[Photo-based referring expression data]
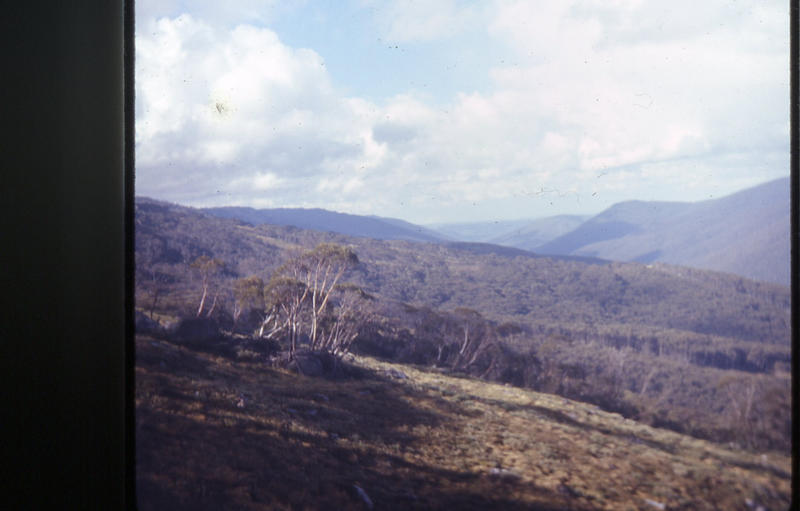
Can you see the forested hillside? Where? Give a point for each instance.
(697, 351)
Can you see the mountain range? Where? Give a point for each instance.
(330, 221)
(746, 233)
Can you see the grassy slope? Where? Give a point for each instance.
(426, 441)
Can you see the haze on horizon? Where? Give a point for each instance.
(456, 111)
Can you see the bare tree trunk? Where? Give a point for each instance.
(213, 305)
(202, 300)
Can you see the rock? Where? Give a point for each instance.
(145, 325)
(503, 473)
(363, 495)
(657, 505)
(307, 363)
(195, 330)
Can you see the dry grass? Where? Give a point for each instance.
(218, 433)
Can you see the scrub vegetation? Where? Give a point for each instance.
(287, 368)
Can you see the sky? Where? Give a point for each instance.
(459, 111)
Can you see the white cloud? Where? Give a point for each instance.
(404, 21)
(594, 102)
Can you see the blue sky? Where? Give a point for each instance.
(452, 111)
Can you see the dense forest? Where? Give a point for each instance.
(699, 352)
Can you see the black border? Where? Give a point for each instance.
(794, 30)
(64, 355)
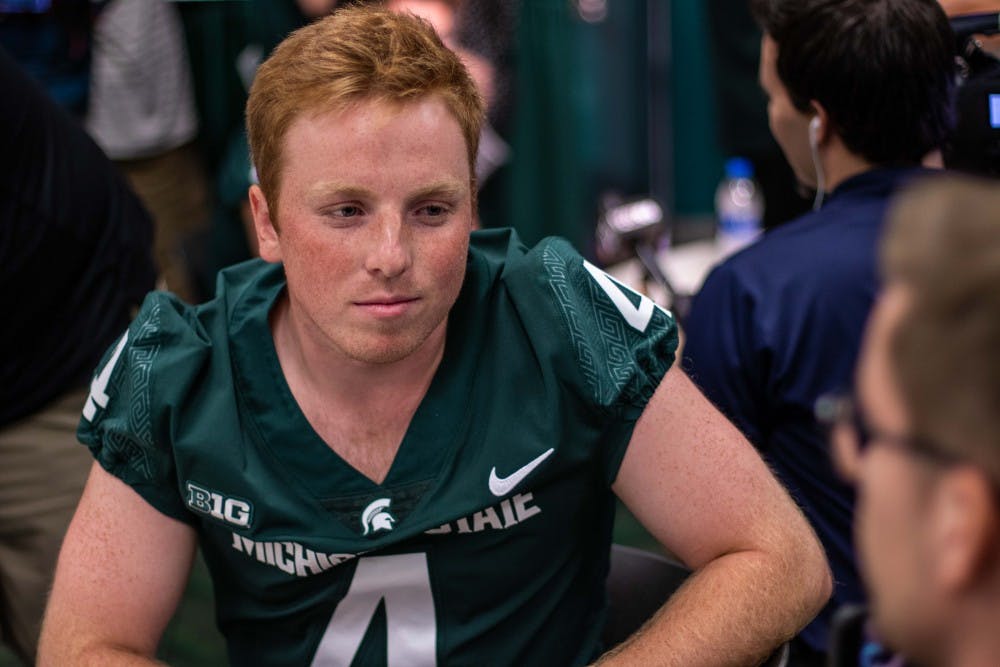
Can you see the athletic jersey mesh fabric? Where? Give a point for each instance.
(487, 542)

» **YOUR ASSIGNMENT**
Write out all the entries precisely as given, omitting each image.

» **ANSWER BELOW**
Can you see the forested hillside? Where? Give a point for each instance.
(697, 351)
Can you see the mountain range? Where? Give a point for each instance.
(330, 221)
(746, 233)
Can you see the grassy slope? Where? Give a point for each instance.
(426, 441)
Can you see the haze on horizon? Where? Give a point for each instance.
(456, 111)
Can you see the bare tree trunk? Where? Give a point for each instance.
(213, 305)
(202, 300)
Can you see the rock? Where? Give a point for each instance.
(145, 325)
(503, 473)
(363, 495)
(657, 505)
(307, 363)
(195, 330)
Can you see the dry grass? Where? Give a point for each instance.
(218, 433)
Can you see the scrub vegetation? Where? Give a point for each instance.
(287, 368)
Can you see the sky? Where? Give a point for each instance.
(459, 111)
Can you see the white cloud? Where? Give a point for each instance.
(404, 21)
(594, 102)
Can you see the blue sky? Where? Give a point for each instance.
(452, 111)
Can you see the dense forest? Where? Give a point for each instance.
(699, 352)
Can you see the black border? Where? Give a point for each instance.
(794, 30)
(64, 355)
Can you see the athletic jersey mesh fabric? Where? Give a point for each instance.
(487, 542)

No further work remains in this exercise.